- _REQUIRED WORK_
Word for word, restate the line containing "Expected: one pin per instance of the blue" and all the lines that come after it in the entries below. Include nothing from before it.

- _Natural-language object grounding data_
====================

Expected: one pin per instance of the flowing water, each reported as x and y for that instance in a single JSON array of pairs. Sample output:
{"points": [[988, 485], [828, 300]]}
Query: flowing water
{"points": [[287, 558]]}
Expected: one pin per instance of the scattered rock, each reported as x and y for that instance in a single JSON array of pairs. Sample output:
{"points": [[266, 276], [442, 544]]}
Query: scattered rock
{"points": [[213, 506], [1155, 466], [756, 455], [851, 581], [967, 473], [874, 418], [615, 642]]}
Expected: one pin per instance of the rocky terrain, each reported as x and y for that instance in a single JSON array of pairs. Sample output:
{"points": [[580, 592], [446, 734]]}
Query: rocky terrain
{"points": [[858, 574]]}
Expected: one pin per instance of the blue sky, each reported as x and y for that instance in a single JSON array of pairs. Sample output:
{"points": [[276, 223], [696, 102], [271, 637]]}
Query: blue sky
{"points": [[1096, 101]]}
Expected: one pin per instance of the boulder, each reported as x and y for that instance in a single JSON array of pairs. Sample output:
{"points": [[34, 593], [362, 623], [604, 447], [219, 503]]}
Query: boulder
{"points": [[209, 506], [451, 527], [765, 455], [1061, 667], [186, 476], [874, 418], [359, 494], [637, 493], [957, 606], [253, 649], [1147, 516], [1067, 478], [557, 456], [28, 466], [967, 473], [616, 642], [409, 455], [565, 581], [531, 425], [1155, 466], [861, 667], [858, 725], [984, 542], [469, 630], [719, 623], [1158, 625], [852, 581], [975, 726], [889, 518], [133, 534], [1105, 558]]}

====================

- _TASK SOLUTION_
Expected: one pin per instance of the blue sky, each reported as x and y for that instance in a single JSON array of pairs. Sample output:
{"points": [[276, 223], [696, 102], [271, 637]]}
Query: blue sky
{"points": [[1096, 101]]}
Expected: one pin per instance of the boulder, each reported as x and y for that instance in a single JSON array of pairs. Sample output:
{"points": [[34, 593], [362, 623], [604, 447], [219, 503]]}
Query: boulder
{"points": [[209, 506], [451, 527], [765, 455], [1061, 667], [186, 476], [874, 418], [359, 494], [637, 493], [957, 606], [253, 649], [1147, 516], [1067, 478], [557, 456], [28, 466], [967, 473], [616, 642], [409, 455], [565, 581], [531, 425], [1155, 466], [861, 667], [858, 725], [984, 542], [469, 630], [719, 623], [1158, 625], [852, 581], [975, 726], [889, 518], [133, 534], [1105, 558]]}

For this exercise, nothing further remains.